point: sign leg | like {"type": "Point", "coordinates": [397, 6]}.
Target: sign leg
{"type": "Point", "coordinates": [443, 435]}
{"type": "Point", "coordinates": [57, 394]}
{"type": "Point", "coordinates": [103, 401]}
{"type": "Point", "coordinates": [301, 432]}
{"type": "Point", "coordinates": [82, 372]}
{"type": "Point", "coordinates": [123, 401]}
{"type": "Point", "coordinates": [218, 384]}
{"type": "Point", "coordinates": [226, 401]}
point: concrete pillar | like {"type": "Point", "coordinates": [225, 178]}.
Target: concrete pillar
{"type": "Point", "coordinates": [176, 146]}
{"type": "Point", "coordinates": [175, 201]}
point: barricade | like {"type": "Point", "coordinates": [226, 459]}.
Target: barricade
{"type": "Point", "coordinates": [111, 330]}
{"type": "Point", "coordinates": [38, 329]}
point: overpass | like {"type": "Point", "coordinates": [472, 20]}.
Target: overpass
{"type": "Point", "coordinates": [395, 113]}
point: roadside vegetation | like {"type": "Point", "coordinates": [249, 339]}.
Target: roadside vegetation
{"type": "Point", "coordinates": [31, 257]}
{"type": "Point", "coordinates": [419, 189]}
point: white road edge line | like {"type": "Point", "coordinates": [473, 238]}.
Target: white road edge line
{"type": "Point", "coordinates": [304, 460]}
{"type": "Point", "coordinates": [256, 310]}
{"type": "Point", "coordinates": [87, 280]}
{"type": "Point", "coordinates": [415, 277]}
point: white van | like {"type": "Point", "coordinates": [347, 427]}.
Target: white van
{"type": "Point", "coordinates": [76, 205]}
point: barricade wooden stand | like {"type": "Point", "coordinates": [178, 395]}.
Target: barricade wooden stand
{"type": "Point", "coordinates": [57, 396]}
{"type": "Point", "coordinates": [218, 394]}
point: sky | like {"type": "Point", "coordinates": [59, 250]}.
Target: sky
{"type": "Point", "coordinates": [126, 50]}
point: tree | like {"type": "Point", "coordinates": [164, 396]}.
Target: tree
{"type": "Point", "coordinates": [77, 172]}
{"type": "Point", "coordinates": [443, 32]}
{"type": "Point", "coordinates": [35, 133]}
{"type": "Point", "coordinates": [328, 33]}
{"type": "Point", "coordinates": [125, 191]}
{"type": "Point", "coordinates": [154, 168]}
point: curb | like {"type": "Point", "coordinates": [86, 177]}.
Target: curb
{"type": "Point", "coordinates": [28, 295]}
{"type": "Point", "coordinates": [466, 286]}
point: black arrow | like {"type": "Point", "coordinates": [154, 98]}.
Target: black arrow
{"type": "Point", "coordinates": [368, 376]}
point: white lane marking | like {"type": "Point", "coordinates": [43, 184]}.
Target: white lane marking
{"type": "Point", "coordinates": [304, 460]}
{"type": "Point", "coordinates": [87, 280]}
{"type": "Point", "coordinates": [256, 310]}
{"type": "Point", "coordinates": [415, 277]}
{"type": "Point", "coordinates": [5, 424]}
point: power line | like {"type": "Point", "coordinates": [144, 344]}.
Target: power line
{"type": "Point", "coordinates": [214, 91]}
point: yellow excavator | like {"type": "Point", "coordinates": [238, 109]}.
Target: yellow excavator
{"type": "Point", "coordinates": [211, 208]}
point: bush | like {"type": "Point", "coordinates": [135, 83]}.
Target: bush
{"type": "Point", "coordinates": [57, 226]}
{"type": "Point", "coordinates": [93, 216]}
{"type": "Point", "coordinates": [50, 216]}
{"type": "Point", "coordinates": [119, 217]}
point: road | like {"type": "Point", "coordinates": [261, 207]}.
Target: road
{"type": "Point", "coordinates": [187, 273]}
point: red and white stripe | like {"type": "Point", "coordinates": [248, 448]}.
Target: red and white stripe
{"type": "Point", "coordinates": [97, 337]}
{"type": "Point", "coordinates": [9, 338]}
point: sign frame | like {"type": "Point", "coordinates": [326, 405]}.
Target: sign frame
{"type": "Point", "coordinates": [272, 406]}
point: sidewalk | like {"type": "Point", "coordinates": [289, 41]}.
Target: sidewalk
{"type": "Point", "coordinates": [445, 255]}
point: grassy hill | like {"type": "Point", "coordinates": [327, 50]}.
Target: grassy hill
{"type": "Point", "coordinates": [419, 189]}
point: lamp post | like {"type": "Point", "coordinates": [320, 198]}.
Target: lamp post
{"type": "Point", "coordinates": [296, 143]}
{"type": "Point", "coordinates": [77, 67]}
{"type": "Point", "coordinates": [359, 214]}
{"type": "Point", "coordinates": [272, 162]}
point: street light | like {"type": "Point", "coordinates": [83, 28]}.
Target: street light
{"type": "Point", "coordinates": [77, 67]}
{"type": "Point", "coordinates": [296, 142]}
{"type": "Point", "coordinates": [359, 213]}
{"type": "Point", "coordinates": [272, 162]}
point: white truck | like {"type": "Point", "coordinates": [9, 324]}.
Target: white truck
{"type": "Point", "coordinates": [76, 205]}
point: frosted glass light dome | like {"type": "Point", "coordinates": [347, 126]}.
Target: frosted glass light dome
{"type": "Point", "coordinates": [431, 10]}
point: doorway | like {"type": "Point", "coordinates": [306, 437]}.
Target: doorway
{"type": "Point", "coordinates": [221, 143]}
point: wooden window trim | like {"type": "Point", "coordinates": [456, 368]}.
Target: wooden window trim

========

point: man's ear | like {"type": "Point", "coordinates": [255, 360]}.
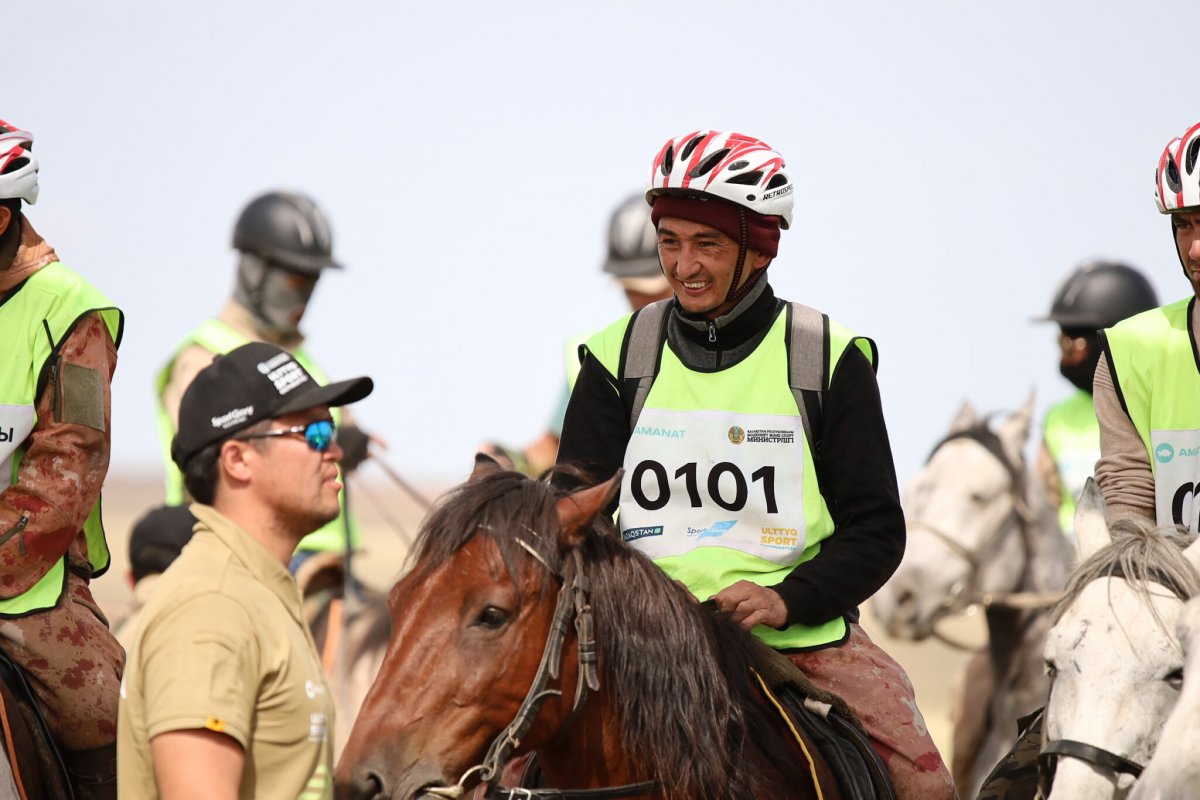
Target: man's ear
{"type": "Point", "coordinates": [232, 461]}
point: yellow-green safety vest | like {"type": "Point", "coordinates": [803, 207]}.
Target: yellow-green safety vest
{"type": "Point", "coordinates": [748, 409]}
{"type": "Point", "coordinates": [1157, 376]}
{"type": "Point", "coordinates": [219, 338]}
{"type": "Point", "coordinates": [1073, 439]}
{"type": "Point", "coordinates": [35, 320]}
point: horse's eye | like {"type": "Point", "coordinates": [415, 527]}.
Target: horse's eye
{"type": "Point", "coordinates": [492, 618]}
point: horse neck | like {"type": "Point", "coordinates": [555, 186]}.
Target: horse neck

========

# Exercise instructions:
Please lay out only the material from the line with "point: horse's eye" up to and including the line with "Target: horse neck" as a numbered list, leaving out any blank lines.

# Output:
1. point: horse's eye | like {"type": "Point", "coordinates": [415, 527]}.
2. Target: horse's eye
3. {"type": "Point", "coordinates": [492, 618]}
4. point: horse neck | like {"type": "Point", "coordinates": [555, 186]}.
5. Target: horse neck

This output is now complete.